Make an exact copy of the entries that come next.

-- Stored data --
........

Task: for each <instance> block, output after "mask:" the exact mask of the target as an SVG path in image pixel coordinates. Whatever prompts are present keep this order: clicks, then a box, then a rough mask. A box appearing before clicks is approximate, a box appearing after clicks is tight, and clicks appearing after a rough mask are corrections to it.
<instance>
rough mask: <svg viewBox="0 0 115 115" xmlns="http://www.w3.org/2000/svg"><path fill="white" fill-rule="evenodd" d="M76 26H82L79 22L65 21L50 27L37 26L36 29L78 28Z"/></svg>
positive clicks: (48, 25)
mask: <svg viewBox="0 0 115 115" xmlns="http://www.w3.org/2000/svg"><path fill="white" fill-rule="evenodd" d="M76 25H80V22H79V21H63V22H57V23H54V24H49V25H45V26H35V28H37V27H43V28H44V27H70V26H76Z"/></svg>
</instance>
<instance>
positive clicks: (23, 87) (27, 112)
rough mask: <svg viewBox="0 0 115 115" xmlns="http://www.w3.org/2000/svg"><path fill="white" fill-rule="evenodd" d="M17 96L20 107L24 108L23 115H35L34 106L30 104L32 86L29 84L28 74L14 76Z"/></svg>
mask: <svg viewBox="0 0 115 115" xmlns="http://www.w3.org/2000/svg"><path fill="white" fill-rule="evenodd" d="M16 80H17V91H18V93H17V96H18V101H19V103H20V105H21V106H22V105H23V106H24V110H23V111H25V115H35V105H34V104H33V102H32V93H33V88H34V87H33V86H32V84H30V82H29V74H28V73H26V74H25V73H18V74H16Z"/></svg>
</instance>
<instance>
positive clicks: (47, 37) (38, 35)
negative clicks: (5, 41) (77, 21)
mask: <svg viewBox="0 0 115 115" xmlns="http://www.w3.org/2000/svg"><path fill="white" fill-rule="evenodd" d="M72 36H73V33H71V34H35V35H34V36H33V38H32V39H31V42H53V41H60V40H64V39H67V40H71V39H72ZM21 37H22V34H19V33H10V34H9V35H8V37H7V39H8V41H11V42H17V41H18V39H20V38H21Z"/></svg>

........

-- ANSWER TO THIS PROBLEM --
Task: for each <instance> block, output after "mask:" the exact mask of the target as an SVG path in image pixel coordinates. Whatever prompts are present keep this order: clicks, then a box, then a rough mask. A box appearing before clicks is approximate, a box appearing after clicks is tight, and clicks appearing after a rough mask are corrections to it.
<instance>
rough mask: <svg viewBox="0 0 115 115" xmlns="http://www.w3.org/2000/svg"><path fill="white" fill-rule="evenodd" d="M76 26H82L79 22L65 21L50 27L37 26L36 29L78 28Z"/></svg>
positive clicks: (48, 25)
mask: <svg viewBox="0 0 115 115" xmlns="http://www.w3.org/2000/svg"><path fill="white" fill-rule="evenodd" d="M76 25H80V22H79V21H63V22H57V23H54V24H49V25H45V26H35V28H37V27H43V28H44V27H70V26H76Z"/></svg>
</instance>
<instance>
positive clicks: (23, 87) (27, 112)
rough mask: <svg viewBox="0 0 115 115" xmlns="http://www.w3.org/2000/svg"><path fill="white" fill-rule="evenodd" d="M17 96L20 107L24 108L23 115H35L34 106L30 104L32 86L29 84L28 74L14 76Z"/></svg>
mask: <svg viewBox="0 0 115 115" xmlns="http://www.w3.org/2000/svg"><path fill="white" fill-rule="evenodd" d="M16 80H17V91H18V93H17V96H18V101H19V103H20V105H21V106H22V105H23V106H24V110H23V111H25V115H35V105H34V104H33V102H32V93H33V88H34V87H33V86H32V84H30V82H29V74H28V73H26V74H25V73H18V74H16Z"/></svg>
</instance>
<instance>
positive clicks: (47, 37) (38, 35)
negative clicks: (5, 41) (77, 21)
mask: <svg viewBox="0 0 115 115" xmlns="http://www.w3.org/2000/svg"><path fill="white" fill-rule="evenodd" d="M72 36H73V33H71V34H35V35H34V36H33V38H32V39H31V42H53V41H60V40H64V39H67V40H71V39H72ZM21 37H22V34H19V33H10V34H9V35H8V37H7V39H8V41H11V42H17V41H18V39H20V38H21Z"/></svg>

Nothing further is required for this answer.